### Text excerpt
The Caravan

The Mind Is A Map-Maker

Tuesday, March 3, 2020

A map of the Middle East after the World War I collapse of the Ottoman Empire and Caliphate shows no state boundaries, only lines of control by European powers over the territories vacated by “The Sublime Porte” -- the Islamic hegemon in Istanbul.  (see illustration)

Soon a grid of internationally recognized states would be dropped down to designate every territorial part of the region as a state, or mandated state-in-the-making.  The purpose was to welcome all the Arab-Islamic peoples of the Middle East into the legitimate modern world order, the “state” now being understood to be the basic unit of world affairs.  This new map of the Middle East fixed itself in the mind of those concerned with international affairs.

Before long, those state units would be filled by a variety of autocratic ruling regimes:  hereditary monarchies, coup d’état-installed juntas of colonels, Potemkin-parliamentary strongmen, and other one-party rulers in perpetuity.  For most of the decades of the late twentieth and early twenty-first centuries, “the international community” recognized and mentally visualized the Middle East as one of the many state-centered regions of world order, while during the same period many or most of the ruling regimes of the region promoted their own political interests, supported terrorist surrogates, and prioritized pan-Arab and pan-Islamic commitments in ways that ran counter to their nominal responsibilities to the established international state system.  They waged war repeatedly with the aim of eradicating the State of Israel or, on the way toward that goal, attempting to delegitimize its roles in the established political-economic-diplomatic international order.  All this was carried out within the mental map of the region as an inherent realm of legitimate diplomacy.

### Exercise objective
Please reproduce verbatim everything in the post-Ottoman map essay from "The Mind Is" down to "with international affairs.". The data that comes next is separate material, unrelated to the post-Ottoman map essay.

### Collected material
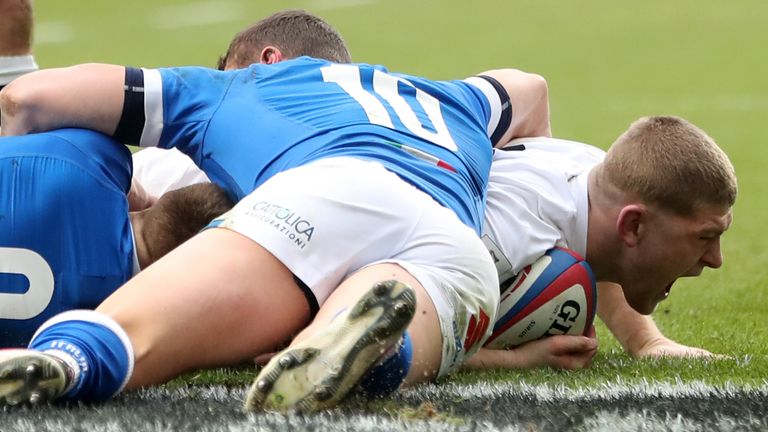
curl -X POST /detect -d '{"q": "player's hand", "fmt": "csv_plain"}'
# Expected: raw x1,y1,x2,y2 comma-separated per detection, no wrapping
632,337,728,359
465,336,597,370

### Problem solution
The Mind Is A Map-Maker

Tuesday, March 3, 2020

A map of the Middle East after the World War I collapse of the Ottoman Empire and Caliphate shows no state boundaries, only lines of control by European powers over the territories vacated by “The Sublime Porte” -- the Islamic hegemon in Istanbul.  (see illustration)

Soon a grid of internationally recognized states would be dropped down to designate every territorial part of the region as a state, or mandated state-in-the-making.  The purpose was to welcome all the Arab-Islamic peoples of the Middle East into the legitimate modern world order, the “state” now being understood to be the basic unit of world affairs.  This new map of the Middle East fixed itself in the mind of those concerned with international affairs.